_BLOCCO DI TESTO_
*****

Uscire dall'euro o salvarlo?

Salvare l'euro? Uscire dall'euro? Investire all'estero in Paesi non facenti parte della moneta unica? Tre punti di riflessione alla vigilia del 29 giugno, data in cui sarà in gioco l'Europa, e bisogna convincere i mercati «che sarà rafforzata la volontà di rendere la moneta unica indissolubile e irrevocabile».

E' la posizione di Mario Monti, presidente del Consiglio, in vista del vertice di Bruxelles del 28 e 29 giugno e a poche ore dal vertice propedeutico di ieri a Roma con Hollande e Rajoy che cercheranno di convincere la Merkel a rilanciare l'Ue, tramite misure "concrete" e a "lungo termine" sulla crescita. Monti ha poi aggiunto che è necessaria per il futuro dell'Unione «una piena unione bancaria e meccanismi per fare ponte con quei Paesi che rispettano gli impegni, ma scontano una certa diffidenza».  

Vediamo le posizioni sull'euro.
Se per la maggior parte degli economisti, banchieri e politici con la moneta unica c'è in gioco l'intera Europa, così non la pensa l'ex premier Silvio Berlusconi. L'Italia «fuori dall'euro non è una bestemmia», ha dichiarato Berlusconi al Wall Street Journal. La ricetta per il cavaliere è semplice: uscire dall' Eurozona «così da poter pensare a procedere con una svalutazione competitiva». Un ritorno alla moneta nazionale, dunque, un gesto azzardato ma che per Berlusconi avrebbe anche i suoi vantaggi, come ad esempio svalutare la valuta e incrementare la domanda dei beni prodotti. Un ritorno in campo ad hoc sul quale non si sono fatti attendere, come di consueto, i commenti di politici e non solo. In primis, la risposta risoluta contro la ricetta di Berlusconi è arrivata dal neo presidente di Confindustria, Giorgio Squinzi: «L'euro va difeso fino in fondo e ci deve essere una determinazione, che attraversa tutta l'Europa, per sostenerlo». Anzi, la soluzione per riemergere dalla crisi per Squinzi è semplice, quasi ovvia: seguire la direzione degli altri Stati uniti d'Europa, con tutto quello che ne consegue, «coordinamento delle politiche fiscali, del welfare, investimenti strutturali e politica energetica, ma soprattutto, la creazione di una banca centrale europea con veri poteri di banca centrale». Contrario alla proposta di Berlusconi anche il presidente della Camera, Gianfranco Fini, che la trova «francamente incomprensibile». E' «un disastro per la gente normale» invece per il leader del Pd, Pier Luigi Bersani, ma un «affarone» per quelli che hanno portato gli euro all'estero.

*****

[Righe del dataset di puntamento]
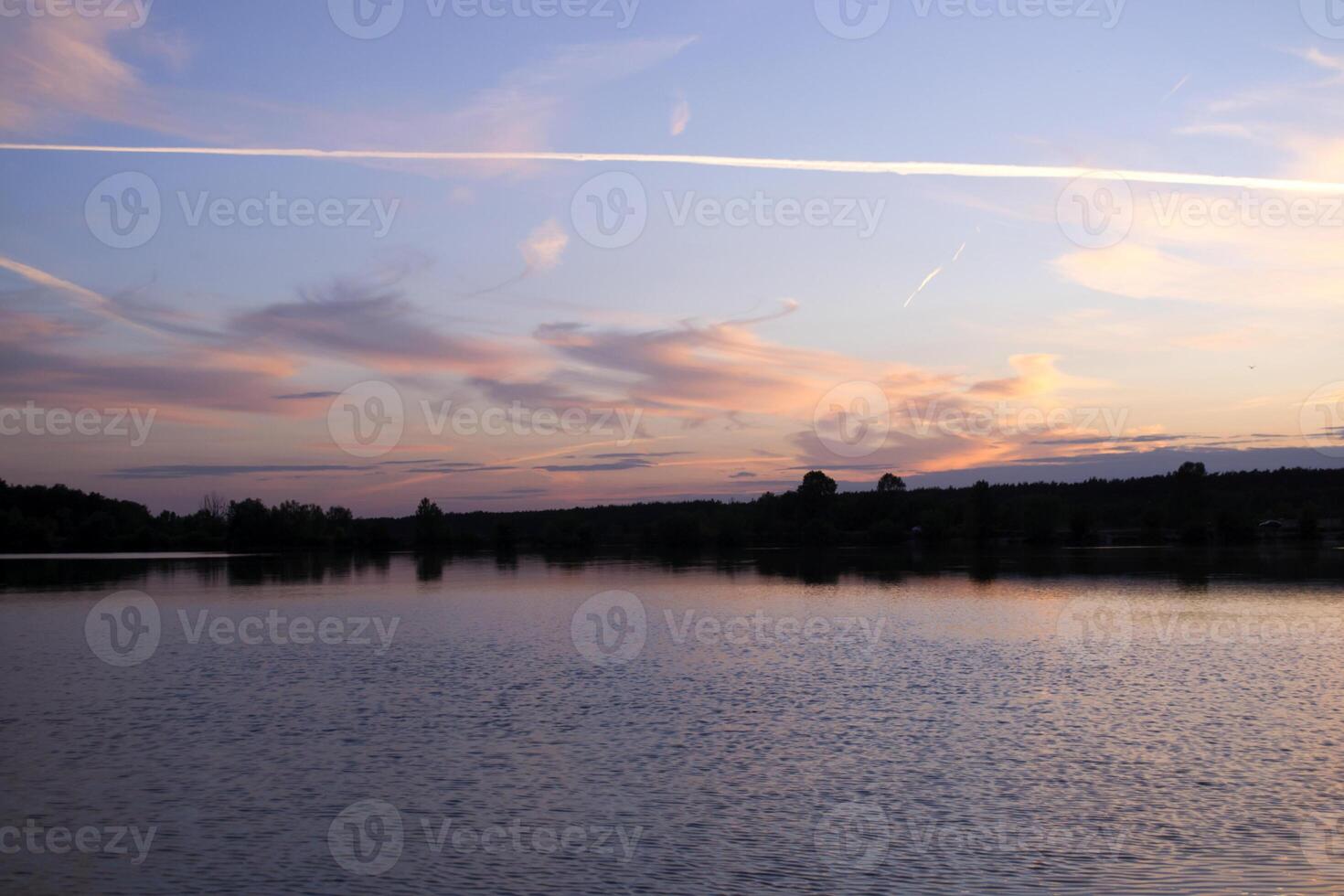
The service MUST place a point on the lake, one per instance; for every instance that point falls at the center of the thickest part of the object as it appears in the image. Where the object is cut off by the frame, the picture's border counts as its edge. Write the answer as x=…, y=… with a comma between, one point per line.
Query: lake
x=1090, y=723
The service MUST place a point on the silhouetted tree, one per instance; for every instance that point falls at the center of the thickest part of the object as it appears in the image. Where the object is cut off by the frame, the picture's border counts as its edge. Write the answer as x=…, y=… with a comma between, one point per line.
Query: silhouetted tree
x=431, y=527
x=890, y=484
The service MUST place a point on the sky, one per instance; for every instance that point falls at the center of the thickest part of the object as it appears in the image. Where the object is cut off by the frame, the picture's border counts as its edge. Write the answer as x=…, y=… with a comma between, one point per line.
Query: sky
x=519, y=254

*****

_COMPITI DA SVOLGERE_
- a) Copi fedelmente il passo dell'articolo sull'euro da "E' la posizione" a "le posizioni sull'euro.".
- b) Nelle righe del dataset di puntamento, riscriva il tratto dalla riga che contiene "The service MUST place a point on the silhouetted" alla riga che contiene "x=890, y=484" sostituendo "silhouetted tree" con "palm tree" e lasciando invariato tutto il resto.

_ELENCO SOLUZIONI_
- a)
E' la posizione di Mario Monti, presidente del Consiglio, in vista del vertice di Bruxelles del 28 e 29 giugno e a poche ore dal vertice propedeutico di ieri a Roma con Hollande e Rajoy che cercheranno di convincere la Merkel a rilanciare l'Ue, tramite misure "concrete" e a "lungo termine" sulla crescita. Monti ha poi aggiunto che è necessaria per il futuro dell'Unione «una piena unione bancaria e meccanismi per fare ponte con quei Paesi che rispettano gli impegni, ma scontano una certa diffidenza».  

Vediamo le posizioni sull'euro.

- b)
The service MUST place a point on the palm tree, one per instance; for every instance that point falls at the center of the thickest part of the object as it appears in the image. Where the object is cut off by the frame, the picture's border counts as its edge. Write the answer as x=…, y=… with a comma between, one point per line.
Query: palm tree
x=431, y=527
x=890, y=484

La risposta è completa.